= REQUIRED WORK =
Show each line of the data below that contains the string "image". Matches are case-sensitive.

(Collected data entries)
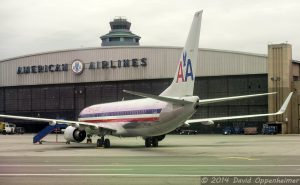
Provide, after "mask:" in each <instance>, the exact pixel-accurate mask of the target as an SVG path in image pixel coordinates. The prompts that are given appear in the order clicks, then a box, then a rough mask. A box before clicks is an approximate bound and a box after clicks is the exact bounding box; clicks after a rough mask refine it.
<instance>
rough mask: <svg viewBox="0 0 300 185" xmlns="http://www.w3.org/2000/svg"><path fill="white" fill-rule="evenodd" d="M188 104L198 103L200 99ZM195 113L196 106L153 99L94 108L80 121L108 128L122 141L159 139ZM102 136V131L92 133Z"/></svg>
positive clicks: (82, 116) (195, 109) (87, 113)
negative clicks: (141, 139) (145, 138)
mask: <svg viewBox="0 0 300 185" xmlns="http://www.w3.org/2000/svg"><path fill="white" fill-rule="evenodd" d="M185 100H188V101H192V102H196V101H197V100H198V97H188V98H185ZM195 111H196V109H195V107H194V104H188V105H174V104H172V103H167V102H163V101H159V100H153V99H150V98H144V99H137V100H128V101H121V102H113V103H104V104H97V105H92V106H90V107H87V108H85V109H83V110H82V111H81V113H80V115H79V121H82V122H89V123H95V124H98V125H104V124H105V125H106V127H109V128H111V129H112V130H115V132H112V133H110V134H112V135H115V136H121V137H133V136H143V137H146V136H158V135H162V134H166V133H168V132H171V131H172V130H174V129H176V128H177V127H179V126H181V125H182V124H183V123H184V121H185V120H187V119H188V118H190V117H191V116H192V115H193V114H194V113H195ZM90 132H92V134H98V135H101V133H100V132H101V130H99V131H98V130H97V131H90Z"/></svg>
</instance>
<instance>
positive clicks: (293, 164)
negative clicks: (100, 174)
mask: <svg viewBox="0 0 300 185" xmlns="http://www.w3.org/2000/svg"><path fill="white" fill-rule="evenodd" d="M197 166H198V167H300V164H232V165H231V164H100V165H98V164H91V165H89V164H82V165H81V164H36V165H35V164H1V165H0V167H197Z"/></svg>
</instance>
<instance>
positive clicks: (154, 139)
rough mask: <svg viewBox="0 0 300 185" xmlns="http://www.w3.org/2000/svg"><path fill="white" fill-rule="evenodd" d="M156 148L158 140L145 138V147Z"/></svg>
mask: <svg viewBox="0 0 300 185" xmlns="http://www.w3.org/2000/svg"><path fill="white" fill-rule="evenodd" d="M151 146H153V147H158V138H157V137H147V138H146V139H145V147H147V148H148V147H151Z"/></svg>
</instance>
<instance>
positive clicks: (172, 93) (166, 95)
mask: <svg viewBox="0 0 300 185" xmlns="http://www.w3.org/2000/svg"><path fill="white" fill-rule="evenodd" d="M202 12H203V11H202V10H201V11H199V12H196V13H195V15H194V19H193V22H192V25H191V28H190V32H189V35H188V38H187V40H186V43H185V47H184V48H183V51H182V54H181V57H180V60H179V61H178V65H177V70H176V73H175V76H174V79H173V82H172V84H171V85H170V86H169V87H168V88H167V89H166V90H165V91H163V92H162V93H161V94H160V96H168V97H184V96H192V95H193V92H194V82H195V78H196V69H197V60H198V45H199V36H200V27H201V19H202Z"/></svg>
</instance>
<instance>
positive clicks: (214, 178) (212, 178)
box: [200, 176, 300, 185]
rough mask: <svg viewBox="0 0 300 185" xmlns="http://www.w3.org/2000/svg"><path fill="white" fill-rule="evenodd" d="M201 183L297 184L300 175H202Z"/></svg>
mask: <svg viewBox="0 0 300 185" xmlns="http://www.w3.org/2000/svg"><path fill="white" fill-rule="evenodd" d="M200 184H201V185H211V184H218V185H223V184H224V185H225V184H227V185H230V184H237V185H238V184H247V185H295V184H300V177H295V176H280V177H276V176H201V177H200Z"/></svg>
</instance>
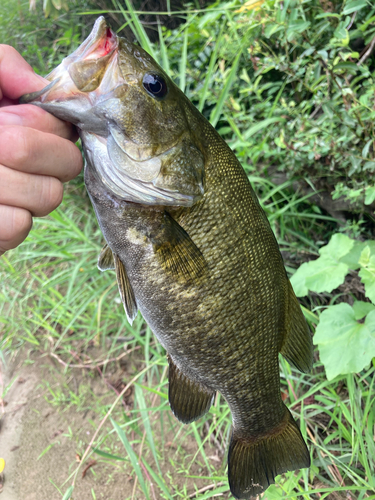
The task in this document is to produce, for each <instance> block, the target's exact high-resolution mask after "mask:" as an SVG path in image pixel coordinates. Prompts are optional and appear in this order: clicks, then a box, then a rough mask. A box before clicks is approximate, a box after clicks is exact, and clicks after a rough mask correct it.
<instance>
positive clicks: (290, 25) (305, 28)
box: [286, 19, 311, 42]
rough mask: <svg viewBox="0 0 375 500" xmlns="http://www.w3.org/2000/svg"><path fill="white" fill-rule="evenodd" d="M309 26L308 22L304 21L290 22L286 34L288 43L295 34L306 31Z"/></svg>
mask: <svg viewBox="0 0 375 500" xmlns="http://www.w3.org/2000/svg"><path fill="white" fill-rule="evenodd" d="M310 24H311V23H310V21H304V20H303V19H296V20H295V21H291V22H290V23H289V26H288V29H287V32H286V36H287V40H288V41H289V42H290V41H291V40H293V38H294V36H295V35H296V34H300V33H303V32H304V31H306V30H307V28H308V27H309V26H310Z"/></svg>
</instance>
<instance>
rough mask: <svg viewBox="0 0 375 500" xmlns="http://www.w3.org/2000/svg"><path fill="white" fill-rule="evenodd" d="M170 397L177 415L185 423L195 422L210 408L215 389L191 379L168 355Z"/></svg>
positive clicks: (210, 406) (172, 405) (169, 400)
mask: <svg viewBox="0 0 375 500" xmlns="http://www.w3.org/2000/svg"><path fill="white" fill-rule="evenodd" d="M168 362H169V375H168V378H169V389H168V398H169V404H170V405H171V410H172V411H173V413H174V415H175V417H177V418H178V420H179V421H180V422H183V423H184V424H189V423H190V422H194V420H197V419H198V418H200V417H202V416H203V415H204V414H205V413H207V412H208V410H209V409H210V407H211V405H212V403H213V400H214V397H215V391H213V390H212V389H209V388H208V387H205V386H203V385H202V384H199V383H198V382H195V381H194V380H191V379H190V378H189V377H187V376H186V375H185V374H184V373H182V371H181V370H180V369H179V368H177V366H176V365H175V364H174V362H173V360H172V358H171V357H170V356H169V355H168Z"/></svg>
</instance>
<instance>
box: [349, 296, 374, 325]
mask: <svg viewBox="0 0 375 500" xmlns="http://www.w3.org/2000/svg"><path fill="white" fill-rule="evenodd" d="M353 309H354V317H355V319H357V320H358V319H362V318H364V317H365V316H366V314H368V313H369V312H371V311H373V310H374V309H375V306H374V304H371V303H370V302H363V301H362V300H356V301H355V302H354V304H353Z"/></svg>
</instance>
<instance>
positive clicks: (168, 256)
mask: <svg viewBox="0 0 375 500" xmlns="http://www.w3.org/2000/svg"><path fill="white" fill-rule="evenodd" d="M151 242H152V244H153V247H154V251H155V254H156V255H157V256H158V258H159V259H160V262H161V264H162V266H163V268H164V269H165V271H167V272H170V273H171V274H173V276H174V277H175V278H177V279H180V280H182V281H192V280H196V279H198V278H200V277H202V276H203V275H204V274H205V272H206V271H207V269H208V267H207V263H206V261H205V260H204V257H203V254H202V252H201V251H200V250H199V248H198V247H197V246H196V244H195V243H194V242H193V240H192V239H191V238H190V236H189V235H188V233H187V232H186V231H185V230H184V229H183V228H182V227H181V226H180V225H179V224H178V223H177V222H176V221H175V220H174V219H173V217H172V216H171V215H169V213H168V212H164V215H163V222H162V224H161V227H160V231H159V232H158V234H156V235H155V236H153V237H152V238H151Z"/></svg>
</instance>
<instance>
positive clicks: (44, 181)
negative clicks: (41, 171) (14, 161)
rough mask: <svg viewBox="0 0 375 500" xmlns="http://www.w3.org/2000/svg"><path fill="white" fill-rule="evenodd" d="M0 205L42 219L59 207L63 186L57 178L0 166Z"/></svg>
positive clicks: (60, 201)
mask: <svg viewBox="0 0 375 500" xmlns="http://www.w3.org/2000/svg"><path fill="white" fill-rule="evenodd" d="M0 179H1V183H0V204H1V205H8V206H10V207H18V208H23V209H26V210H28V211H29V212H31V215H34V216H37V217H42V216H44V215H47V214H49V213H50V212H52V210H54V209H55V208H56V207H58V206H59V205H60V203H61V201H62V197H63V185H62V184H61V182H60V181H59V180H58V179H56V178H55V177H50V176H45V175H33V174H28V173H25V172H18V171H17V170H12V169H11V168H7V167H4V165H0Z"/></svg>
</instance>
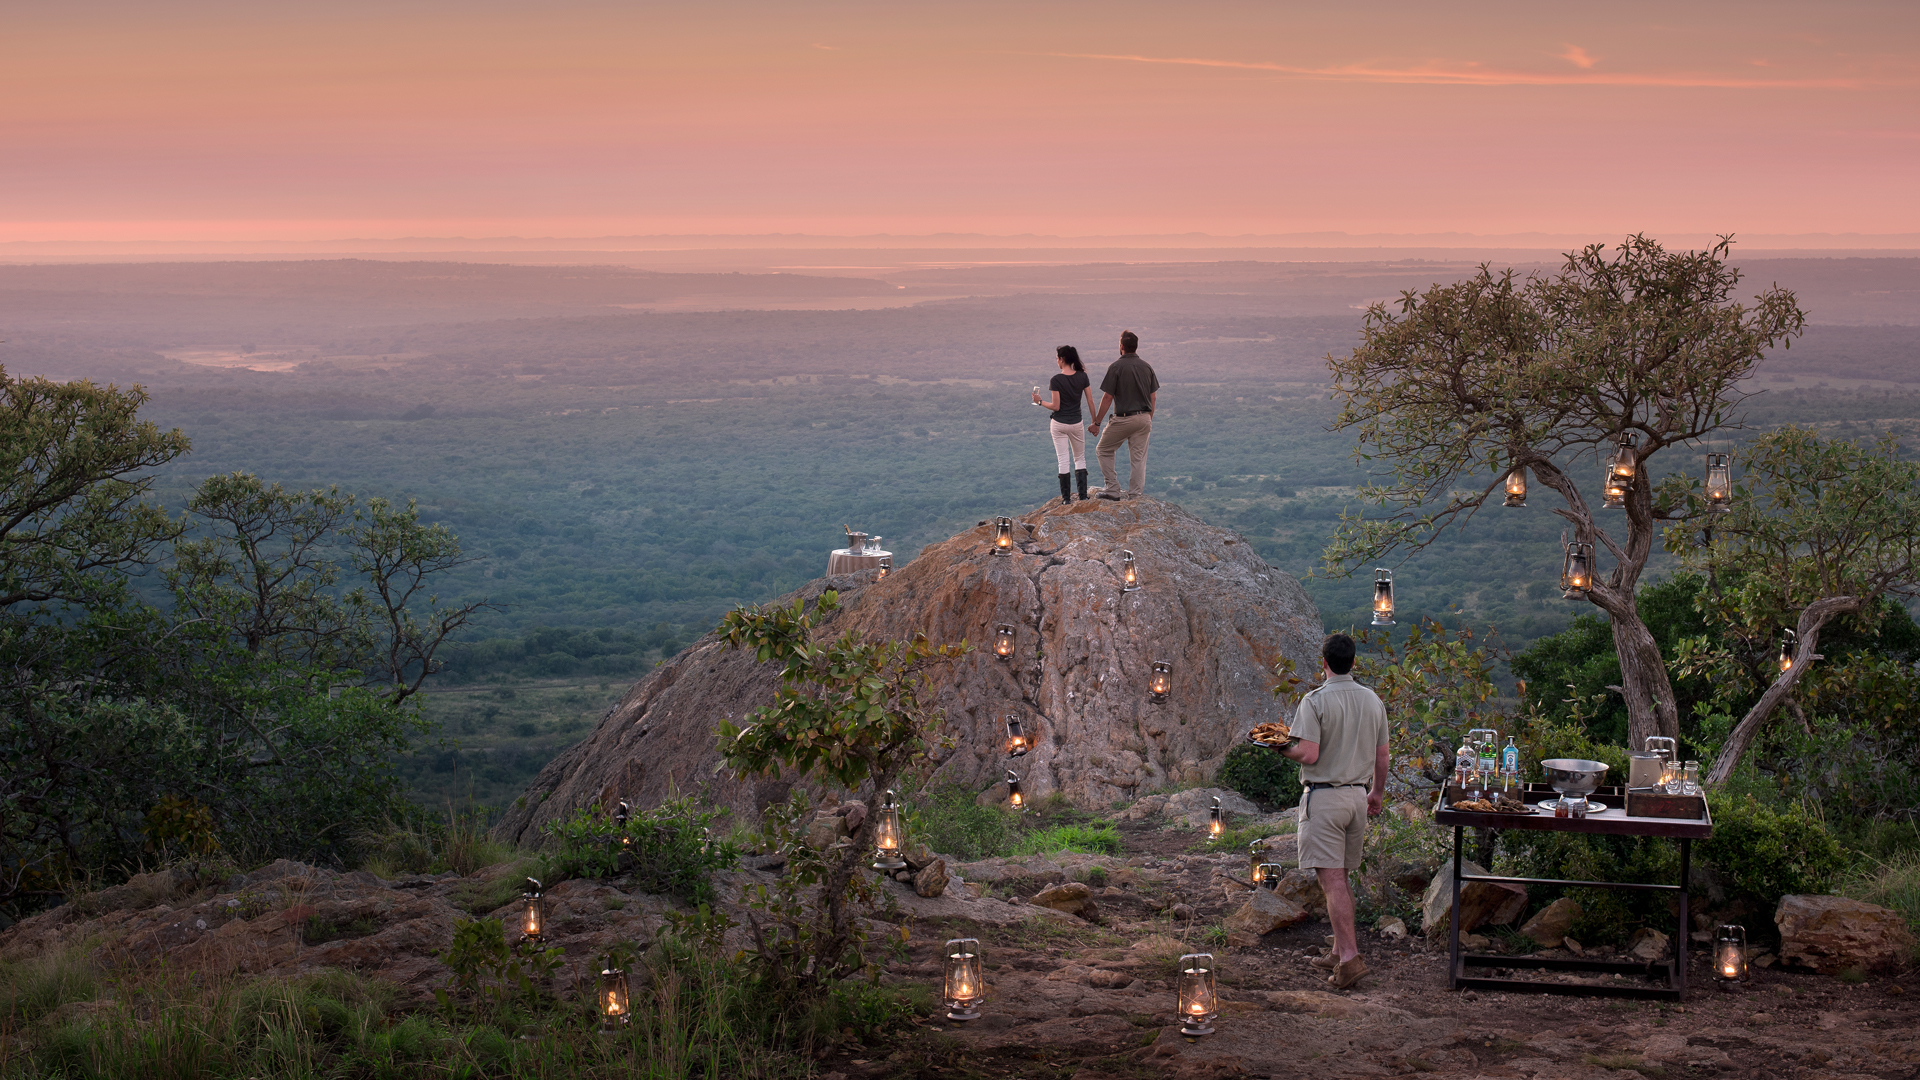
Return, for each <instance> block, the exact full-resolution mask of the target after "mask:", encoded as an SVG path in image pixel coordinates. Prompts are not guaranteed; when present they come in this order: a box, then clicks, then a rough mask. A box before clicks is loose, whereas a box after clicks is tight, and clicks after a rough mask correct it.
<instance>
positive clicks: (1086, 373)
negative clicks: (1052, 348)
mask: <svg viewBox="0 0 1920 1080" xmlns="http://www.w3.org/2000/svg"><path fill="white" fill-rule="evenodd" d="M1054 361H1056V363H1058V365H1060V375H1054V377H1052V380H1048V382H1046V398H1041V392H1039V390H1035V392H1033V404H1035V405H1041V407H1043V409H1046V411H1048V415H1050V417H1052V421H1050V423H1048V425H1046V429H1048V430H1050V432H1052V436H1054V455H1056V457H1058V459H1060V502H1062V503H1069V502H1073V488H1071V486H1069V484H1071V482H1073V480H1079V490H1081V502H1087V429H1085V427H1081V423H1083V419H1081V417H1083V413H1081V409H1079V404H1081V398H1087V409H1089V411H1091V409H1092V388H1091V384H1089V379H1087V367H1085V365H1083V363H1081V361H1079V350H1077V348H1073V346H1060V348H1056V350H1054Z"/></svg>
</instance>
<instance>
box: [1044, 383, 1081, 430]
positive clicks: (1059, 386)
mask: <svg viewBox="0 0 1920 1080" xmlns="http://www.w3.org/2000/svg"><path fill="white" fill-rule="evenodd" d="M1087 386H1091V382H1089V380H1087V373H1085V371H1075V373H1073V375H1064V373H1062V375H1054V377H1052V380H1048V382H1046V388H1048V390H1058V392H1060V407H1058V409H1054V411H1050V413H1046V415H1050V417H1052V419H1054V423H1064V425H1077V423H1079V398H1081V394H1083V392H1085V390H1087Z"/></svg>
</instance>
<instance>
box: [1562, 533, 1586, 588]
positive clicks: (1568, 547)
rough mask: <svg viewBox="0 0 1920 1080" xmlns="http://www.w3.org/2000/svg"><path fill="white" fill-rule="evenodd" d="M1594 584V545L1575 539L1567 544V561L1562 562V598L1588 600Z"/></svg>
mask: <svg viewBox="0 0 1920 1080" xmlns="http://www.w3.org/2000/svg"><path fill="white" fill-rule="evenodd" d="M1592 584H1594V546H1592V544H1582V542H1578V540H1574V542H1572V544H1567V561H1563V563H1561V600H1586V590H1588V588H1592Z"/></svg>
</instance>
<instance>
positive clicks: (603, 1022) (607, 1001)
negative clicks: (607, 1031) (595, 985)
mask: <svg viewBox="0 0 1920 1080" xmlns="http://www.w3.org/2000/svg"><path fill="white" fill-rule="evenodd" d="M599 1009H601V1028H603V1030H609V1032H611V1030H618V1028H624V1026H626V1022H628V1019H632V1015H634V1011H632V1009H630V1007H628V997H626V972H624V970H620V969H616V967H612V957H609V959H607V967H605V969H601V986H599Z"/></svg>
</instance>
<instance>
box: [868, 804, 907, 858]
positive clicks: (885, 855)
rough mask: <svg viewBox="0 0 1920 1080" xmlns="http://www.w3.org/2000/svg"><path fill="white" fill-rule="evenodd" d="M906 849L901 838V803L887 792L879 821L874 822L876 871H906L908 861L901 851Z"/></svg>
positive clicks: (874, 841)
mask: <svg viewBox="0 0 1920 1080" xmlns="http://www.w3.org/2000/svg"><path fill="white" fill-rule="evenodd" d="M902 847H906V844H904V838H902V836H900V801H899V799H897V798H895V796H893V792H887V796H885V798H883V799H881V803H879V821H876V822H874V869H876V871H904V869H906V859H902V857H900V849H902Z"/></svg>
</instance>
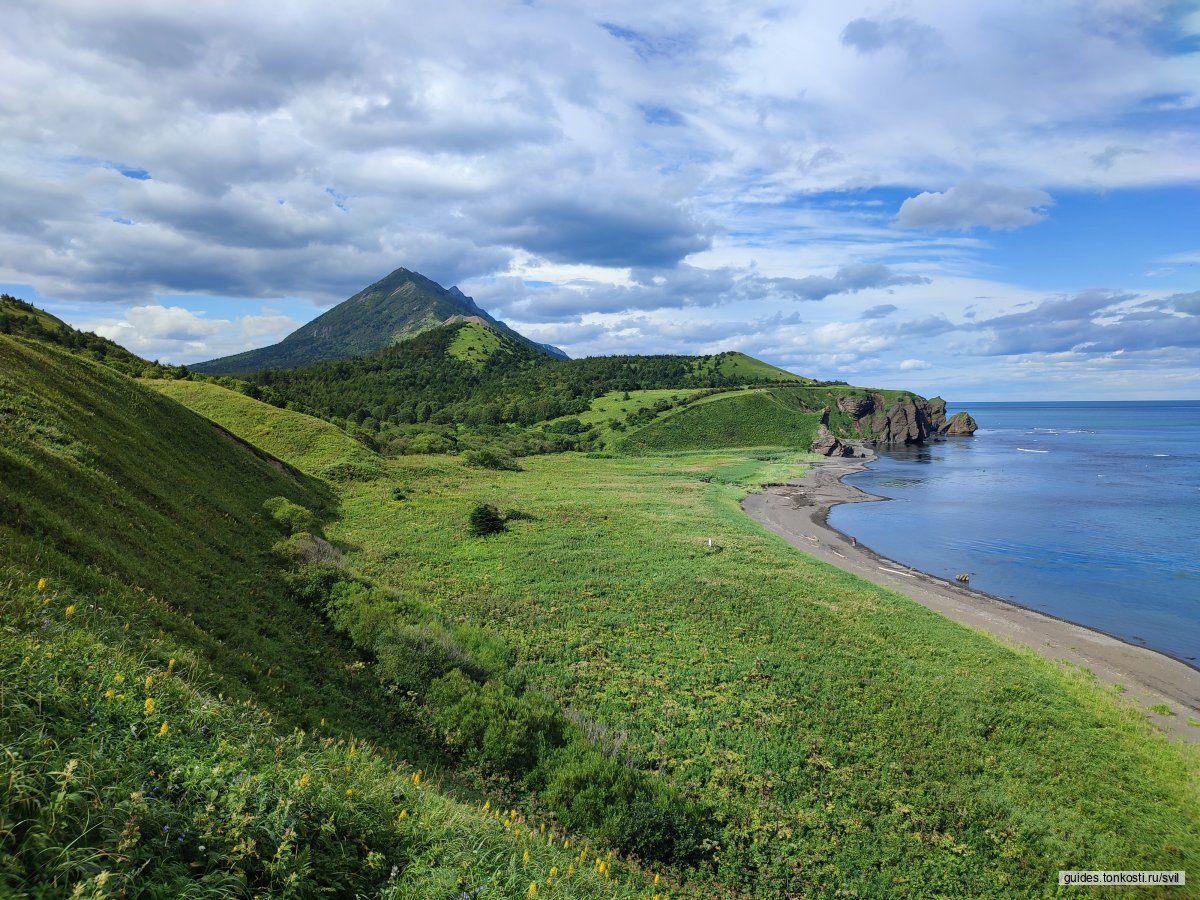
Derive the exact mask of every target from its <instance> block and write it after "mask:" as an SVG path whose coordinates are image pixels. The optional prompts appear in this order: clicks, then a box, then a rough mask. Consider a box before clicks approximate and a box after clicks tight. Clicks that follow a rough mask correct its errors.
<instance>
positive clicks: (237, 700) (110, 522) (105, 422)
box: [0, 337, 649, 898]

= SOLUTION BELOW =
Provide, after "mask:" in each <instance>, the exact pixel-accurate mask of the target as an SVG path in image pixel coordinates. The prompts that are given appear in the order clicks, then a box, then a rough mask. A box before clicks is an approximate bound and a box after clicks is the exact bounding box; clicks after a rough mask refine it.
The task in this document is to produce, for each <instance> block, the target's exact high-resolution mask after "mask:" as an SVG path in image pixel coordinates. Prompts are optional and appear in this order: clicks, then a box, then a rough mask. A box before clicks is approximate, a box after clicks is exact, and clicks after a rough mask correct it.
Return, for each <instance> block, the exact full-resolution mask of the target after "mask:", encoded as an SVG path in image pixel coordinates. Prompts are not guaranteed; when present they come in this order: a box, then clicks, then a rough mask. A box before clicks is loose, whereas a box after clicks is tight, and clicks after a rough mask correct it.
Derive the exact mask of every target from its <instance> block and write it after "mask:" as an SVG path whose coordinates are image pixels. The optional prompts appear in this order: clicks, then a box, then a rough mask. Consider a box before clicks approximate and a box after clicks tight. Clicks that follow a rough mask correct its errors.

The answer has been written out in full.